IN THE NEWS: CBC News (November 24, 2016)

[From the article “We’ve Been Deceived: Many Clinical Trial Results Are Never Published”] It is now common practice for clinical trials to register their protocols prior to enrolling participants.  These efforts are important if the research community is to have a better understanding of the research that has been done, and is ongoing.  Such efforts are also useful to constrain data mining and the discovery of spurious correlations. 
However, just because a trial is registered, doesn’t mean that the results are reported.  And this contributes to the phenomenon of publication bias. A new tracking system called “TrialsTracker” is intended to identify the extent to which the results from clinical trials are not reported. The article reports that Canadian research institutions are among the worst when it comes to not reporting the results of clinical trials.  To read more, click here.  Elsewhere, studies have shown that trials with negative results are twice as likely to go unreported than trials that produce statistically significant results (see here).

 

Pre-Publication Independent Replication: What Is It?

In a recent paper, Schweinsberg et al. (2015) propose the idea of a “pre-publication independent replication” (PPIR).  The idea is that an author(s) with a one or more studies that have identified interesting results but that have not yet been published, coordinate with a number of other researchers to have their initial results replicated.

» Input data:
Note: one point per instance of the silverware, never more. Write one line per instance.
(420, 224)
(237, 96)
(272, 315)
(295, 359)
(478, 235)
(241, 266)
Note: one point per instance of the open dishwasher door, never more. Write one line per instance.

» Exercise aim:
Please copy the research news text between "[From the article" and "of spurious correlations.", inclusive. The data comes from a different source than the research news text.

» Solution to the problem:
[From the article “We’ve Been Deceived: Many Clinical Trial Results Are Never Published”] It is now common practice for clinical trials to register their protocols prior to enrolling participants.  These efforts are important if the research community is to have a better understanding of the research that has been done, and is ongoing.  Such efforts are also useful to constrain data mining and the discovery of spurious correlations.